• Text passage:
From: Jim <jim@webstarts.com>
To: Goffredo Baroncelli <kreijack@inwind.it>
Cc: linux-btrfs@vger.kernel.org
Subject: Re: snapshots changed behavior
Date: Fri, 21 Oct 2011 14:29:11 -0400 [thread overview]
Message-ID: <4EA1B9F7.1060001@webstarts.com> (raw)
In-Reply-To: <38803013.ZrEk6jGlKT@venice>
Goffredo,
Thank you very much for your reply. That was the information I needed
to understand the behavior I was observing. Just to be sure that I
understand correctly, you wrote:
I am quite sure that the snapshot is NOT recursive. If a subvolume contains
another subvolume, and you snapshot the former, the new subvolume shall not
contain the "child" subvolume.
when I snapshot /data, a subvolume I can see (but not enter) the
subvolume /sites below it. When I snapshot subvolume /sites I can see
and navigate through all directories (not subvolumes) below it. I am
assuming that this is expected behavior. Thanks again for taking the
time to help me here.
Jim
On 10/21/2011 01:53 PM, Goffredo Baroncelli wrote:
> On Friday, 21 October, 2011 12:31:34 Jim wrote:
>> Good afternoon btrfs list,
> Hi Jim
>
>> about a month ago, when testing btrfs, I could create a snapshot with
>> btrfs snap create and be able to drill down in the snapshot to find
>> subvols and files below the snapshot level. I currently need to use
>> btrfsctl -s to create snapshots and can no longer drill down through
>> subvols in them. An example would be a file tree of /btrfs (subvol)
>> /data (subvol) /sites (subvol) /0000 (directory) /files-in-dir. If I
>> snapshot /btrfs/data I can open data and see /sites but can see nothing
>> below /sites. However, if I snap /btrfs/data/sites I can drill down
>> through all lower directories and files. In my past tests I was able to
>> drill all the way down from the /btrfs/data snap.

• Prompt A: According to the email, what command does Jim say he currently needs to use to create snapshots?
• Prompt B: Reproduce the email between "In-Reply-To: <38803013.ZrEk6jGlKT@venice>" and "help me here.", inclusive, substituting "copy" for each occurrence of "snapshot".
• Prompt C: List every email address that appears in the email's header.
The data that follows is separate material, unrelated to the email.

Point annotation records:
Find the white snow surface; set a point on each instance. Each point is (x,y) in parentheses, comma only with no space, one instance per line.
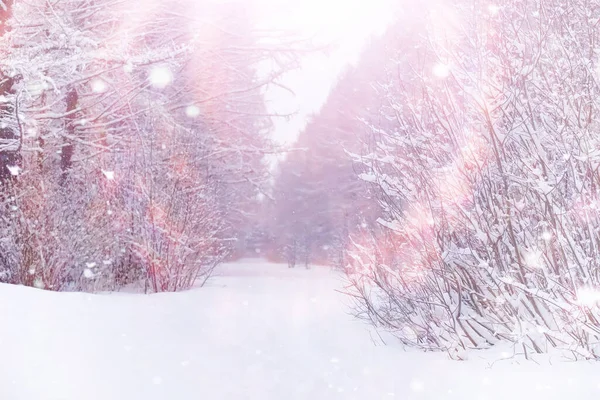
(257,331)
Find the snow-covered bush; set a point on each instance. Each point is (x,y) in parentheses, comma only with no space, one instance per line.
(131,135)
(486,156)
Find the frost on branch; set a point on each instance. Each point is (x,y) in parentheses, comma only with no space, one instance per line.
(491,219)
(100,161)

* * *

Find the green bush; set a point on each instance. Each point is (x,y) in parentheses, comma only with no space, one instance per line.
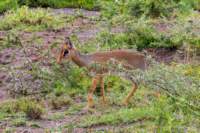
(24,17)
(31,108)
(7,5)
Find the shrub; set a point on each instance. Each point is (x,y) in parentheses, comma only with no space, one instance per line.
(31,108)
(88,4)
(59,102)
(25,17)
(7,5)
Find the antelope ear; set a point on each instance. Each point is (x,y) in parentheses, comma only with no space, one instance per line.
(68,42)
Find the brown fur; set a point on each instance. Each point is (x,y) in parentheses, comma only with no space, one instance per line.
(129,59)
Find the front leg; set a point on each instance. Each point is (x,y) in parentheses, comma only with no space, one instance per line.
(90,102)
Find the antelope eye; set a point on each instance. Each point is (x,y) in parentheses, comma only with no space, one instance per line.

--

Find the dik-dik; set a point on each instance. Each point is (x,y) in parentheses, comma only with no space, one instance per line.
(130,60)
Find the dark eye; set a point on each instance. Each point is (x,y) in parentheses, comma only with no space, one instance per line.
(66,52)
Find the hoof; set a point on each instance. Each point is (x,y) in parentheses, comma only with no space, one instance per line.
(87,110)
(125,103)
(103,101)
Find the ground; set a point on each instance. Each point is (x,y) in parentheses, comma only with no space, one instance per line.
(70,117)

• Correct response A: btrfsctl -s

• Correct response B:
In-Reply-To: <38803013.ZrEk6jGlKT@venice>
Goffredo,
Thank you very much for your reply. That was the information I needed
to understand the behavior I was observing. Just to be sure that I
understand correctly, you wrote:
I am quite sure that the copy is NOT recursive. If a subvolume contains
another subvolume, and you copy the former, the new subvolume shall not
contain the "child" subvolume.
when I copy /data, a subvolume I can see (but not enter) the
subvolume /sites below it. When I copy subvolume /sites I can see
and navigate through all directories (not subvolumes) below it. I am
assuming that this is expected behavior. Thanks again for taking the
time to help me here.

• Correct response C: jim@webstarts.com, kreijack@inwind.it, linux-btrfs@vger.kernel.org